Given records -
— begin —
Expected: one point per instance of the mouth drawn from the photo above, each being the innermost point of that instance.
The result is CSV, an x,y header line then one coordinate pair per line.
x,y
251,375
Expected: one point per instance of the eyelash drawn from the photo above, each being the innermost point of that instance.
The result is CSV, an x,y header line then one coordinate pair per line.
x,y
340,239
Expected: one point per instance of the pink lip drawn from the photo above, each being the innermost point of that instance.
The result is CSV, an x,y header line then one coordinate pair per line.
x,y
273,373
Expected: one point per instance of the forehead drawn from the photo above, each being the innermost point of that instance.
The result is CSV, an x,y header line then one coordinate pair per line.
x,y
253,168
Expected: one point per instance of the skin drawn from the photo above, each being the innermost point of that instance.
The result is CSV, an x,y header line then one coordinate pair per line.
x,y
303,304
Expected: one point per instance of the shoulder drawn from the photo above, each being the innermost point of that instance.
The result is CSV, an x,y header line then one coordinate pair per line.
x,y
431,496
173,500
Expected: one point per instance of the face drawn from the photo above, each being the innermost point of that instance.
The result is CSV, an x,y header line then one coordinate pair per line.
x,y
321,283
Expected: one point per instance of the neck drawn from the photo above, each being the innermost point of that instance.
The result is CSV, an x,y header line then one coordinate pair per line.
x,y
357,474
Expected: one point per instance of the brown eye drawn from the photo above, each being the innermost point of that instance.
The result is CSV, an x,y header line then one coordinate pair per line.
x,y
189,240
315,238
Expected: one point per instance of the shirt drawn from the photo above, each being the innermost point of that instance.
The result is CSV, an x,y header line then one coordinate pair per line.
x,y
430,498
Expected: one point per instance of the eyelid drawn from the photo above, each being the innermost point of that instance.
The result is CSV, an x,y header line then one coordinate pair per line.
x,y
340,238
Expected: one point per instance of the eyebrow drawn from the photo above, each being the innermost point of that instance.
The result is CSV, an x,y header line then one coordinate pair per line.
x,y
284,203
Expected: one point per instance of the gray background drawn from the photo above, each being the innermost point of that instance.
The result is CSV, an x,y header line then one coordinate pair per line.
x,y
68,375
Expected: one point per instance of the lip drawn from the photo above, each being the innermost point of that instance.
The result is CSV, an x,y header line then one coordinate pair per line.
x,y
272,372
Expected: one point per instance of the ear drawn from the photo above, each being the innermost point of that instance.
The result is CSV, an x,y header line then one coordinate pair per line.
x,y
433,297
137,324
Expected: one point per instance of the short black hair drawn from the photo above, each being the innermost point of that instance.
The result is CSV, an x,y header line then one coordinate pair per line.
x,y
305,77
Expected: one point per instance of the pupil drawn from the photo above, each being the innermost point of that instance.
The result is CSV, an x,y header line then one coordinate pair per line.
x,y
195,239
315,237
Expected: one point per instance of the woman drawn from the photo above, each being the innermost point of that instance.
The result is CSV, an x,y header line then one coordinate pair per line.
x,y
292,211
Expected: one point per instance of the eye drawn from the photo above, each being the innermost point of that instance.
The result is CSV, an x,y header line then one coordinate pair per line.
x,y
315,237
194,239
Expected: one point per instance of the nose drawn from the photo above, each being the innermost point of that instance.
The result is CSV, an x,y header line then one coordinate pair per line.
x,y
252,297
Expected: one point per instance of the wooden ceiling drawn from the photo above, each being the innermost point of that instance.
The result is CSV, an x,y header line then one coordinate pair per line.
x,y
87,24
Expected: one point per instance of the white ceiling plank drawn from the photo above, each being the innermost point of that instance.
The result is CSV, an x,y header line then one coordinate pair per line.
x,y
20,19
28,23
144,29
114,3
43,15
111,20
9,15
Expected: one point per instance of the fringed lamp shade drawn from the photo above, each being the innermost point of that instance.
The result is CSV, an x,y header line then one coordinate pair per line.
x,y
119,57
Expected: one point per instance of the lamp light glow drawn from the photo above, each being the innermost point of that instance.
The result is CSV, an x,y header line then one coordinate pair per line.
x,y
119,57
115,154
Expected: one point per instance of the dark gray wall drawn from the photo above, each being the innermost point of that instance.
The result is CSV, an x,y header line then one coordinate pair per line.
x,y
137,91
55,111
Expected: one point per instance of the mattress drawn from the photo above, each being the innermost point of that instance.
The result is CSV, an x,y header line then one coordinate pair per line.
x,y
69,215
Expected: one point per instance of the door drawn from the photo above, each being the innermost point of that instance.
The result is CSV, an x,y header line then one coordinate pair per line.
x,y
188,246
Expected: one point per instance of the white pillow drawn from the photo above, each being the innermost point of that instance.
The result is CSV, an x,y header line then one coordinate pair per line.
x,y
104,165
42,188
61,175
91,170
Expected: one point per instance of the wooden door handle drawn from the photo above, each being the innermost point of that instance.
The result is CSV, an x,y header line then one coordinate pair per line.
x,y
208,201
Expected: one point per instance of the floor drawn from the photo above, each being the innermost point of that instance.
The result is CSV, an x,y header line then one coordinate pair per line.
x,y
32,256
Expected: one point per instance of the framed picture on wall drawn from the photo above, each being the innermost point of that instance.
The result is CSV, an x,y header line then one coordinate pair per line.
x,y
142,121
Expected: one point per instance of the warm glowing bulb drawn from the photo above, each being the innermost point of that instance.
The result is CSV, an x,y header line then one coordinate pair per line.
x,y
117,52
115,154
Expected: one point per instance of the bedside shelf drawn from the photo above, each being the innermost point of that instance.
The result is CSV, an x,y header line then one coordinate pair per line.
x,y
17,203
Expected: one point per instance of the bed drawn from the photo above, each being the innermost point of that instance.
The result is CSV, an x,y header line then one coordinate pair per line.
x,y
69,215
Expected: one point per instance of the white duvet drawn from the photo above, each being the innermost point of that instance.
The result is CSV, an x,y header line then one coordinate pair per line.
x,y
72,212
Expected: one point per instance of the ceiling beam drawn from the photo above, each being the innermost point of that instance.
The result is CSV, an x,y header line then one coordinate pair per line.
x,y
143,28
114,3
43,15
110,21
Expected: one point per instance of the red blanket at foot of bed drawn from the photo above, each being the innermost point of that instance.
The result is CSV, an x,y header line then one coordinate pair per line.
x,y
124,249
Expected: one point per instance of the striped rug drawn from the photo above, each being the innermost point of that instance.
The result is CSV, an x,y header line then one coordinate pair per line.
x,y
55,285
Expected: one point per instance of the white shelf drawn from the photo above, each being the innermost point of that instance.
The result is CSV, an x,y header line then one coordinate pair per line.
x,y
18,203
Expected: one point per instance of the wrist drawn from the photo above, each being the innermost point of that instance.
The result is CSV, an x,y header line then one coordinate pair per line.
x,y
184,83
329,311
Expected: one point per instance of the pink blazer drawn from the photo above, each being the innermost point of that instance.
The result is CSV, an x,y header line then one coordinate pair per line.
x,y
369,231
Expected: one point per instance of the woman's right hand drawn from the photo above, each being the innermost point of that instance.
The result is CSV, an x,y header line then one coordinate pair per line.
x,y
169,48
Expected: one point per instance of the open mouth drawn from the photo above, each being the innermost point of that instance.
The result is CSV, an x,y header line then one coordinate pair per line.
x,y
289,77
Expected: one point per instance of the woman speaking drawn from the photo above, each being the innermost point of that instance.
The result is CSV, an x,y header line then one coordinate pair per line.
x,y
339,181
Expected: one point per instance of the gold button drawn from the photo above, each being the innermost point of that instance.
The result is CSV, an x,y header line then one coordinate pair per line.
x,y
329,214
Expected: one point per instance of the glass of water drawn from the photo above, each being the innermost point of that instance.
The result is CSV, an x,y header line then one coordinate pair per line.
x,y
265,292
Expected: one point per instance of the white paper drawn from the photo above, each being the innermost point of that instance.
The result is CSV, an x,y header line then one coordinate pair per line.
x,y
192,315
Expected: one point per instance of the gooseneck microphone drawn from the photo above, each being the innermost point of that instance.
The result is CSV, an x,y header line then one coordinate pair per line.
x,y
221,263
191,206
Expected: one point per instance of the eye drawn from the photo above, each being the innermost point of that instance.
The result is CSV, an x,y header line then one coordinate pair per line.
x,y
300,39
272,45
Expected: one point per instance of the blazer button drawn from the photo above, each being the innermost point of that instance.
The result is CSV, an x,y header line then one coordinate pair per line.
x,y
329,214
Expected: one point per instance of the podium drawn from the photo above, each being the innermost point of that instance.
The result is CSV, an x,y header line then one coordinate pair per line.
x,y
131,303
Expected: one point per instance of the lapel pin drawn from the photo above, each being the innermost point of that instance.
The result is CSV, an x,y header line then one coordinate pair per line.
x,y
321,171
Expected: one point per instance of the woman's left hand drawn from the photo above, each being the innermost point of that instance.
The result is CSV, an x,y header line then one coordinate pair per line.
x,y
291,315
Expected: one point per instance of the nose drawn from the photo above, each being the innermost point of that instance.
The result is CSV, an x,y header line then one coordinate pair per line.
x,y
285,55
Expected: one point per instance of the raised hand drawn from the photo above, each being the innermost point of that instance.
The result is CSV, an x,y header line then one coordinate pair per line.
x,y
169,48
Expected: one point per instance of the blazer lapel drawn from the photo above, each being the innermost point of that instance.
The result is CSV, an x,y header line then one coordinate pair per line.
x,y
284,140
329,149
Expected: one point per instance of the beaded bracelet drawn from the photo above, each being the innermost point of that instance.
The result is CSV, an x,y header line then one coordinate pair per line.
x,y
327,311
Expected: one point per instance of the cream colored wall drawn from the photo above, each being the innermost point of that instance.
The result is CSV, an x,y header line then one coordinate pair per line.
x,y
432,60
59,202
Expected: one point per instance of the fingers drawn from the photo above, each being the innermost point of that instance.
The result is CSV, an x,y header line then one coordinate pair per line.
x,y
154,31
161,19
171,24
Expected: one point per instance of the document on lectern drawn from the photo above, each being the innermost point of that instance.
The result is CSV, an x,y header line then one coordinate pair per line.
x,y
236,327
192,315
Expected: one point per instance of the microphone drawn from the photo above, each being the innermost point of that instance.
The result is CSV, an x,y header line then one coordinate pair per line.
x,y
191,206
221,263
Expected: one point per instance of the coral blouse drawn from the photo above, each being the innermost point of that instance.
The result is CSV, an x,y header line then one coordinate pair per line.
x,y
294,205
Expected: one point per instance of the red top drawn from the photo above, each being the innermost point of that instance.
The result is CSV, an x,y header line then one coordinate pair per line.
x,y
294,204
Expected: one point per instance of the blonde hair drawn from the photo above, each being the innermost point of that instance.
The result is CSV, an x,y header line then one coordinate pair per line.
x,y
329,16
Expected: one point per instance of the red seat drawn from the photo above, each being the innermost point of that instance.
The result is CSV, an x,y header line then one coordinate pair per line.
— end —
Take the line with "Expected: one point per instance of the red top" and all lines after it through the end of the records, and write them out exactly; include nothing else.

Expected: one point per instance of the red top drawn from the photo above, each being the innermost point of that instance.
The result is CSV, an x,y header line then one coordinate pair per line.
x,y
294,204
Expected: one point per instance of the blonde hair drawn from the photo above, each being the innermost point of that instance.
The result is CSV, an x,y header line then one coordinate pair per line.
x,y
329,16
Expected: one point per instance of the red seat drawn from the photo above, each being the innermost point of that instance.
The result is CSV, an x,y header line then one coordinate pair per line.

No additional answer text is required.